### [Task goal]
Please copy out every one of the lines below word for word, changing nothing.

### [The input]
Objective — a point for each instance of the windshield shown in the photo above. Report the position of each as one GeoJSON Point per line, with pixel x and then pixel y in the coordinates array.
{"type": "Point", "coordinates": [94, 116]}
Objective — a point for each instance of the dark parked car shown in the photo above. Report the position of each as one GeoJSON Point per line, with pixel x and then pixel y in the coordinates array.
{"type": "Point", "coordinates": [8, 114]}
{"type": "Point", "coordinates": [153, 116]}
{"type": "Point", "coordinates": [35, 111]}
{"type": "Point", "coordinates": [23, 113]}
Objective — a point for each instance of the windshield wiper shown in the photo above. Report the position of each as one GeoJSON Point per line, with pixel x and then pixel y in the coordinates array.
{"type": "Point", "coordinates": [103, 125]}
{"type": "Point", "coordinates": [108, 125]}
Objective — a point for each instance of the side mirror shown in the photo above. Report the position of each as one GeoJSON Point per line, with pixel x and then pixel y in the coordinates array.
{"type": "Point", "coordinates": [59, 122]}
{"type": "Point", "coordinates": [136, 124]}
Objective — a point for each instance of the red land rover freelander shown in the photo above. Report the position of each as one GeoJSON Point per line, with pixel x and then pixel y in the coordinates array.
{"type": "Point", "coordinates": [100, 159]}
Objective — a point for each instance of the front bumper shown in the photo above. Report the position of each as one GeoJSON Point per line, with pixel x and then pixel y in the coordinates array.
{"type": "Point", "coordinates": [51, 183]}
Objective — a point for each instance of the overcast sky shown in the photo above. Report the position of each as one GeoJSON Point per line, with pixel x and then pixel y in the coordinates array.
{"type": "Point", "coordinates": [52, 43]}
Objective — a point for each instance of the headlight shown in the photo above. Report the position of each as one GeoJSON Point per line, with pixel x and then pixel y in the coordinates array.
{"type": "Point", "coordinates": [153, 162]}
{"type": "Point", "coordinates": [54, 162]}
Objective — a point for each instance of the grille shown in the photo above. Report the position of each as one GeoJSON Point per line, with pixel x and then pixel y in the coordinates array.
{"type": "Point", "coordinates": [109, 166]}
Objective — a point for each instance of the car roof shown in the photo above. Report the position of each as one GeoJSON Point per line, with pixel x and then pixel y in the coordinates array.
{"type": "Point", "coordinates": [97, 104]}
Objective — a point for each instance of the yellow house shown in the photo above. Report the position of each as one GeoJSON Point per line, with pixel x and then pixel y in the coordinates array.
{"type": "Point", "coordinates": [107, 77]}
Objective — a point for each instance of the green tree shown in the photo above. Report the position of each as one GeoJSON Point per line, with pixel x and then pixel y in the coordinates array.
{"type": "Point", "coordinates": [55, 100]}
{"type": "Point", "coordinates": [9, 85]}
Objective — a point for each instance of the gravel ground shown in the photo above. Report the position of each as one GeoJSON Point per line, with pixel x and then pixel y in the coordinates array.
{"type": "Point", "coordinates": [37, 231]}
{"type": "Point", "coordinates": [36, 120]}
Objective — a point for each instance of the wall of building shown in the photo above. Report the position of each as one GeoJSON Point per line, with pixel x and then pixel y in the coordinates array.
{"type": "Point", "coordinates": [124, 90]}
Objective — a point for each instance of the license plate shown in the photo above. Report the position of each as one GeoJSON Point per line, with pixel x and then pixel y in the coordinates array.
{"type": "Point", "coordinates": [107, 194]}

### [Response]
Objective — a point for each instance of the windshield shown in the photo above. Report the position of each as one GeoJSON Point per line, with pixel x and then pixel y in the coordinates array.
{"type": "Point", "coordinates": [94, 116]}
Objective — a point for each instance of the dark parked car shown in the photo above. Report the position of each as one GeoJSON Point per line, with pixel x and then pixel y in the coordinates array.
{"type": "Point", "coordinates": [8, 114]}
{"type": "Point", "coordinates": [153, 116]}
{"type": "Point", "coordinates": [35, 111]}
{"type": "Point", "coordinates": [23, 113]}
Objective — a point for each instance of the windshield wiper shown in the photo above. Report the position of each as one GeoJSON Point per line, with pixel x and then pixel y in the coordinates array.
{"type": "Point", "coordinates": [103, 125]}
{"type": "Point", "coordinates": [108, 125]}
Objective — a point for each instance of the side mirror shown in the photo above. Report the position of each as one GeoJSON Point per line, with pixel x and then pixel y in the coordinates array.
{"type": "Point", "coordinates": [59, 122]}
{"type": "Point", "coordinates": [136, 124]}
Objective — a point for each instance of the red land rover freelander shown in the photo above. Report the position of each as one GeoJSON Point per line, with pixel x and then pixel y in the coordinates array.
{"type": "Point", "coordinates": [100, 159]}
Objective — a point for each instance of the front bumper shown in the photo above. Report the position of each as one GeoJSON Point per line, with pixel x and then pixel y in the coordinates array.
{"type": "Point", "coordinates": [51, 183]}
Objective — a point for each instance of the overcast sky shown in the photo above. Report the position of each as one GeoJSON Point per line, with pixel x and then pixel y in the coordinates array.
{"type": "Point", "coordinates": [52, 43]}
Objective — a point for each instance of the headlight shown in the photo above. Report the position of each as one GeoJSON Point per line, with pixel x and then pixel y in the coordinates array.
{"type": "Point", "coordinates": [153, 162]}
{"type": "Point", "coordinates": [54, 162]}
Objective — a point for each instance of the grille shown in the photo above. Report the position of each as one GeoJSON Point per line, with pixel x and then pixel y in the coordinates array.
{"type": "Point", "coordinates": [109, 166]}
Objective — a point for each instance of the car roof shown in the photo above. Report the position of each as one GeoJSON Point per line, with pixel x and then pixel y in the coordinates array.
{"type": "Point", "coordinates": [97, 104]}
Objective — a point for each instance of the yellow house shown in the photo above. Report the position of each as one GeoJSON Point per line, with pixel x and then pixel y in the coordinates array.
{"type": "Point", "coordinates": [107, 77]}
Objective — a point for each instance of the green tree shown in the photo above. Report the position of each as one GeoJSON Point per line, with pixel x and then pixel y in the coordinates array.
{"type": "Point", "coordinates": [55, 100]}
{"type": "Point", "coordinates": [9, 85]}
Objective — a point for each instance of the gravel ground shown in the photo above. Report the position of each as one GeoJSON Point per line, with pixel x and then pixel y in the coordinates array.
{"type": "Point", "coordinates": [37, 231]}
{"type": "Point", "coordinates": [36, 120]}
Objective — a point for each instance of the wall of building shown in the photo above. Report the position of each as one GeoJSON Point per line, with pixel x and then pixel y in the coordinates array.
{"type": "Point", "coordinates": [124, 90]}
Objective — a point for each instance of the license plate shown in the photo above. Report the position of each as one GeoJSON Point per line, with pixel x and then pixel y in the coordinates array.
{"type": "Point", "coordinates": [107, 194]}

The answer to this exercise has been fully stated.